Job: Copy all of the records below word for word, leaving out the pictures.

Provided entries:
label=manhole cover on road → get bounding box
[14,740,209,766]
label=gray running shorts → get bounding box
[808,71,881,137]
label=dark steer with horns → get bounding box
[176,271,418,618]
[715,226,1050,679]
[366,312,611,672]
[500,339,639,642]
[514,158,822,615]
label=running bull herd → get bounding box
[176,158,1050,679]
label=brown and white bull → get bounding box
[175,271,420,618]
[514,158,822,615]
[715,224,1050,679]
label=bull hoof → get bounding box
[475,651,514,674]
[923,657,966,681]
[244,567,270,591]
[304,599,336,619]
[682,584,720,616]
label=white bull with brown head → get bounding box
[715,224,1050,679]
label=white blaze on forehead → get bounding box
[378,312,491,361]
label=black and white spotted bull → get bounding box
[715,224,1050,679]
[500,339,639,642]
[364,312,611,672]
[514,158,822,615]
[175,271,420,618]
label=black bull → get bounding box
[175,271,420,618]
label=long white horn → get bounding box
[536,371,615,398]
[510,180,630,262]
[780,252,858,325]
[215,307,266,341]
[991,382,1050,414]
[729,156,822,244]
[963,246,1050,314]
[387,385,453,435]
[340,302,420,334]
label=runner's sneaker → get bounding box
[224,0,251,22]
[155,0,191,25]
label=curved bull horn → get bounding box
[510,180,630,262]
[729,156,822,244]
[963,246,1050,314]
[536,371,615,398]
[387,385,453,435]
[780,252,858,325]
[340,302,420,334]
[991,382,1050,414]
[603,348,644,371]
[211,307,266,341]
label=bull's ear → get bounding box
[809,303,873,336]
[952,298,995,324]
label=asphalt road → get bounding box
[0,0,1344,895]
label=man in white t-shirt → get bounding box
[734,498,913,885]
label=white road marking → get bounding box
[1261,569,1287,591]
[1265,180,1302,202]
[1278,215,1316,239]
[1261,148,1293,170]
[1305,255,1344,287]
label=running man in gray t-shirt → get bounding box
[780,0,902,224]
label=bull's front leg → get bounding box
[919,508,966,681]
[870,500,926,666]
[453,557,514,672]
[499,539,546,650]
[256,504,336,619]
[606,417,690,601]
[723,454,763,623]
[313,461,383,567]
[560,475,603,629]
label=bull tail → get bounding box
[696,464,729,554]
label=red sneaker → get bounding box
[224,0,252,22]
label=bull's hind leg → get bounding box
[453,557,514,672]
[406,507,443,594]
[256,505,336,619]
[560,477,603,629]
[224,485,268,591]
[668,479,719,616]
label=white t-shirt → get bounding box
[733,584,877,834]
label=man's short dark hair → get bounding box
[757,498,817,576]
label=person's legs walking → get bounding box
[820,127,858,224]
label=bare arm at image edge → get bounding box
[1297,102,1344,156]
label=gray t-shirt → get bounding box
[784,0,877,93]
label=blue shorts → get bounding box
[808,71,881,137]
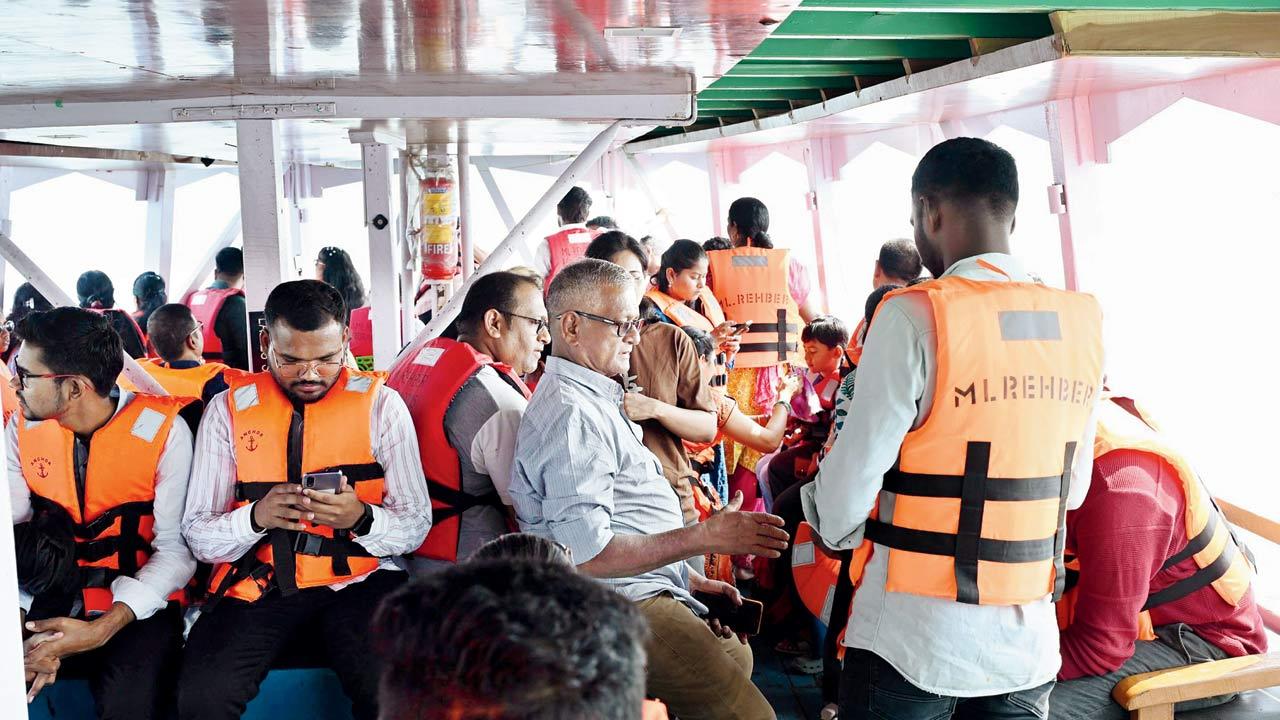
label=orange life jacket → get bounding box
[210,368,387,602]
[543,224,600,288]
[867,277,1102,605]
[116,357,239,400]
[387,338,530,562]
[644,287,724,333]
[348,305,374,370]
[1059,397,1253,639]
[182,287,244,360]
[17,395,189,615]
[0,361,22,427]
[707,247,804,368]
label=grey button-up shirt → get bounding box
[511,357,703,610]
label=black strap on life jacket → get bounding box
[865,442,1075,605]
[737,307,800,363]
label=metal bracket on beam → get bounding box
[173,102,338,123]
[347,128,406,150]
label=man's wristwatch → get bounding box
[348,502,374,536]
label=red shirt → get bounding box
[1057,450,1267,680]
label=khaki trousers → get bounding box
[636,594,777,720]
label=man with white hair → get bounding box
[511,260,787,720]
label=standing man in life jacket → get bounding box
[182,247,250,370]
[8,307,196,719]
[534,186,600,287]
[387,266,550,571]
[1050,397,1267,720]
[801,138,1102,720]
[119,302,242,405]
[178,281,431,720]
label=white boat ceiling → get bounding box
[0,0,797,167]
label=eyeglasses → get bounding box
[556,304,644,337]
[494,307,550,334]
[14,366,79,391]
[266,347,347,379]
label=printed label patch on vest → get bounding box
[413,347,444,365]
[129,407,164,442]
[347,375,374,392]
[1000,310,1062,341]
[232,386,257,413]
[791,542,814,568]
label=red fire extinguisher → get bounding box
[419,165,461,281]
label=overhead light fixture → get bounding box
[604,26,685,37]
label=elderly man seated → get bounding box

Expected answer:
label=manhole cover on road → get bounding box
[14,740,209,766]
label=gray running shorts → get bounding box
[808,71,881,137]
label=dark steer with horns → get bounding box
[176,271,418,618]
[715,226,1050,679]
[366,312,611,672]
[500,339,639,642]
[514,158,822,615]
label=running bull herd → get bounding box
[176,158,1050,679]
label=brown and white bull → get bounding box
[175,271,420,618]
[514,158,822,615]
[715,224,1050,679]
label=bull hoof → get bounding box
[475,651,514,674]
[923,657,966,681]
[244,567,270,591]
[304,599,336,619]
[682,584,720,616]
label=white bull with brown head → get bounding box
[715,224,1050,679]
label=white blaze on forehead → get bounding box
[378,312,491,361]
label=black and white spotted bull → get bounding box
[715,224,1050,679]
[500,339,639,642]
[364,312,611,672]
[514,158,822,615]
[175,271,420,618]
label=black bull → get bounding box
[175,271,420,618]
label=long white horn → get bounding box
[536,371,615,398]
[510,180,630,262]
[780,252,858,325]
[215,307,266,341]
[991,382,1050,414]
[729,156,822,244]
[963,246,1050,314]
[387,385,453,435]
[340,302,420,334]
label=runner's sneaker → get bounding box
[224,0,251,22]
[155,0,191,25]
label=curved bull horn → get bounding box
[510,180,630,262]
[729,156,822,244]
[963,246,1050,314]
[536,371,615,398]
[387,385,453,435]
[780,252,858,325]
[340,302,420,334]
[991,382,1050,414]
[603,348,644,371]
[211,307,266,341]
label=bull's ear → get bounding box
[809,303,873,336]
[952,298,995,324]
label=asphalt road → get bounding box
[0,0,1344,895]
label=man in white t-shirt → get bounding box
[734,498,913,885]
label=white road marking → get bounding box
[1261,569,1287,591]
[1265,180,1302,202]
[1278,215,1316,239]
[1261,148,1293,170]
[1305,255,1344,287]
label=running man in gray t-shirt → get bounding box
[780,0,902,224]
label=bull's front leg → get bounding box
[919,508,966,681]
[870,500,926,666]
[453,557,514,672]
[499,539,546,650]
[256,504,336,619]
[606,417,690,601]
[723,454,763,623]
[313,461,383,567]
[560,475,603,629]
label=bull tail → get bounding box
[696,464,729,554]
label=red sneaker → get bounding box
[224,0,252,22]
label=bull's hind leg → get bounding box
[453,557,514,672]
[406,507,443,594]
[256,505,336,619]
[560,477,603,629]
[224,485,268,591]
[668,479,719,616]
label=white t-shirt → get bounding box
[733,584,877,834]
label=man's short dark hair → get bounding box
[757,498,817,576]
label=person's legs walking → get bounding box
[820,127,858,224]
label=bare arm at image edge → get bounding box
[1297,102,1344,156]
label=gray t-shirt → get bounding box
[784,0,877,93]
label=blue shorts → get bounding box
[808,71,881,137]
label=orange life jacket → get bounding box
[210,368,387,602]
[543,224,600,288]
[867,277,1102,605]
[116,357,239,400]
[387,338,530,562]
[644,287,724,333]
[348,305,374,370]
[1059,397,1253,639]
[182,287,244,360]
[17,395,189,615]
[0,361,22,427]
[707,247,804,368]
label=grey button-up shirt → get bounding box
[511,357,703,610]
label=black strap on life jacket → get bounding box
[865,442,1075,605]
[737,307,800,363]
label=metal bracket on beam → get bounding box
[173,102,338,123]
[347,128,406,150]
label=man's wristwatch → get bounding box
[348,502,374,536]
label=red shirt → get bounding box
[1057,450,1267,680]
label=khaki trousers → get bounding box
[636,594,777,720]
label=man with white hair → get bounding box
[511,260,787,720]
label=standing man in life jacket → get bounding box
[182,247,250,370]
[8,307,196,719]
[534,186,600,287]
[387,266,550,571]
[1050,397,1267,720]
[801,138,1102,720]
[119,302,242,405]
[178,281,431,720]
label=white boat ceiling → get bounding box
[0,0,797,167]
label=eyeglasses → get bounding box
[556,304,644,337]
[494,307,550,334]
[14,366,79,391]
[266,347,347,379]
label=printed label patch on vest → get bounding box
[413,347,444,365]
[129,407,164,442]
[347,375,374,392]
[1000,310,1062,341]
[232,386,257,413]
[791,542,814,568]
label=red fire extinguisher → get bounding box
[419,165,461,281]
label=overhead light fixture → get bounding box
[604,26,685,37]
label=elderly man seated → get bounding box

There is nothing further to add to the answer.